Your answer should be every line of the records that contains the word "light", copied as it stands.

--- DATA FOR THE TASK ---

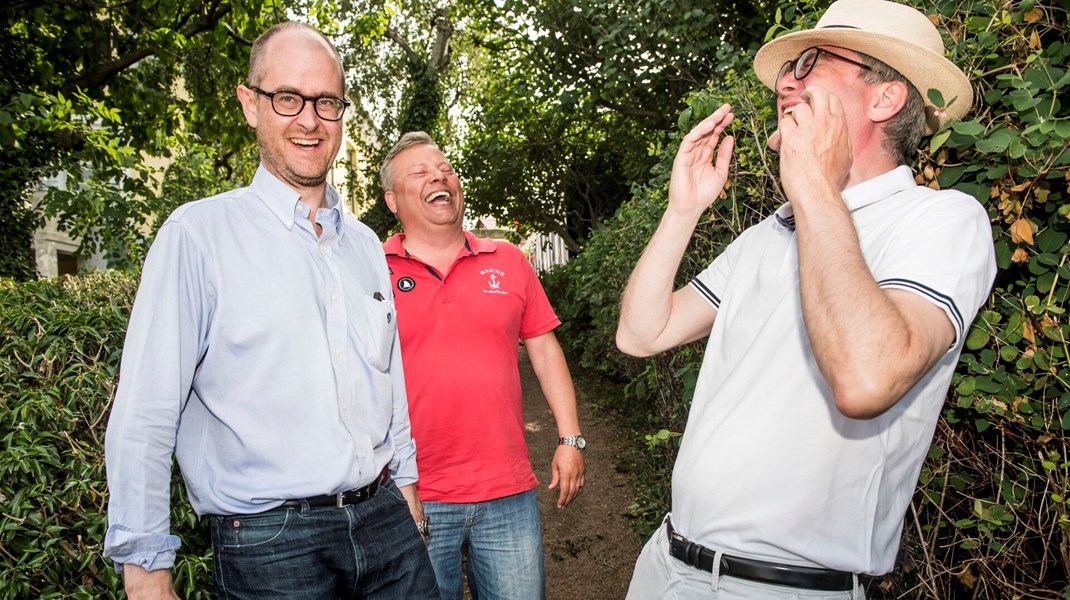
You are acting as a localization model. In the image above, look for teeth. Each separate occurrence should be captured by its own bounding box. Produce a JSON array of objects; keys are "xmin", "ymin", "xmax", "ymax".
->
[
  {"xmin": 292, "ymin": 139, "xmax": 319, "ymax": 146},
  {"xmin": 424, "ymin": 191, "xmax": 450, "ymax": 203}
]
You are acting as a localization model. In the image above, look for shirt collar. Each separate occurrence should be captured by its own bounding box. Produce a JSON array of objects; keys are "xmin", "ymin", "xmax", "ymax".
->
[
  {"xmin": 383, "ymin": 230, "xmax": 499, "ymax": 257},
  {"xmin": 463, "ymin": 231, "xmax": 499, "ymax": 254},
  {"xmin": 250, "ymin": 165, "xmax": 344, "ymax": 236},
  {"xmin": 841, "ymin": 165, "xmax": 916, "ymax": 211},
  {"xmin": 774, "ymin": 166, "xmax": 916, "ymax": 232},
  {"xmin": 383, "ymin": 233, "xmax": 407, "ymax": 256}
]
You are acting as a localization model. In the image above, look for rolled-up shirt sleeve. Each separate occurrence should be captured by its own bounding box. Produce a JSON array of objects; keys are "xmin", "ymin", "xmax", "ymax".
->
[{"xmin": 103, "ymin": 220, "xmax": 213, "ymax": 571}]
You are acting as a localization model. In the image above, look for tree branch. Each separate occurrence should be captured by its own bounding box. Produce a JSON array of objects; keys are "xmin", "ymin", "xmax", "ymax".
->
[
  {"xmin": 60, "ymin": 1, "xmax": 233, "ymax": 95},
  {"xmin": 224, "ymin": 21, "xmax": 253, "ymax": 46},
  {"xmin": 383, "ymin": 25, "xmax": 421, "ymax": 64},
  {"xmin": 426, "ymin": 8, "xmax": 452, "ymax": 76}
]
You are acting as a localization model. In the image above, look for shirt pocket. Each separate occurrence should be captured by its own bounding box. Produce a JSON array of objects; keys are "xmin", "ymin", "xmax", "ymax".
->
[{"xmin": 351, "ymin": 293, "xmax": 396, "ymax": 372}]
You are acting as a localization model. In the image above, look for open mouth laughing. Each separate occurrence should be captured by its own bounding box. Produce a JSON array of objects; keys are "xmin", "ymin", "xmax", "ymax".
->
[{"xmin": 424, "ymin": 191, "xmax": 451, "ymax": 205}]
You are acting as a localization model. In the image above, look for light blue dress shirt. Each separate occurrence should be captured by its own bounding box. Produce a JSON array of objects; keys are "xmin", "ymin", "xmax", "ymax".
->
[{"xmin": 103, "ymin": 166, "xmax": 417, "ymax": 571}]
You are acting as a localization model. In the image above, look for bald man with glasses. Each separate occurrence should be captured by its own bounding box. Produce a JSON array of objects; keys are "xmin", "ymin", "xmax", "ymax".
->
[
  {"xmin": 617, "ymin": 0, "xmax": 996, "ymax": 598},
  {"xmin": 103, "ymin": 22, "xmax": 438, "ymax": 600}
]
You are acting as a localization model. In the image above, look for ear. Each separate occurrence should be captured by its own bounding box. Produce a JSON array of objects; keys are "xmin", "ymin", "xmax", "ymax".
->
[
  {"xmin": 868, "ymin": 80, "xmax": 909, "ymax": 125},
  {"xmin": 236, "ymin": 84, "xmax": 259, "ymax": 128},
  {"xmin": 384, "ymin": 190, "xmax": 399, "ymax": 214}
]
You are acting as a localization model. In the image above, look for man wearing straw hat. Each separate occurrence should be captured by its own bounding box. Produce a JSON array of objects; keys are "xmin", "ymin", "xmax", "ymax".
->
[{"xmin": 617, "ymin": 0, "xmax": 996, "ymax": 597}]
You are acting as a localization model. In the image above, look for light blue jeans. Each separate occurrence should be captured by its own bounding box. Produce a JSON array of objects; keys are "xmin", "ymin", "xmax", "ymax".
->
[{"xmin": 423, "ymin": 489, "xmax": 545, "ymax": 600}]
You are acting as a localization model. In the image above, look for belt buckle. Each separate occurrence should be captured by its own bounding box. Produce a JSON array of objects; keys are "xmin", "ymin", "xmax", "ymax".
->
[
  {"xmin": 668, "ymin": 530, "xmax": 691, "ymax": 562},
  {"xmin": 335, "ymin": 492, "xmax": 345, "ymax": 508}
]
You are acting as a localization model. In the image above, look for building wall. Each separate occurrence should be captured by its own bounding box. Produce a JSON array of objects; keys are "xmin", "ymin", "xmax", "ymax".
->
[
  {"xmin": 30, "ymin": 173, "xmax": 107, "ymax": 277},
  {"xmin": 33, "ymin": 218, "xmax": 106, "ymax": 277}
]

---

TASK RESPONSE -
You are acting as a localization model. In the image above, look for light blue dress shirt. Each separate occurrence should be captured by its own bounding box. Produce a JSON array of objects; keys are "xmin", "ymin", "xmax", "ymax".
You are acting as a localization model. In the image above, look for light blue jeans. Each separate occurrence should be captured by its own bounding box. Produce a JSON array of objects; keys are "xmin", "ymin", "xmax", "ymax".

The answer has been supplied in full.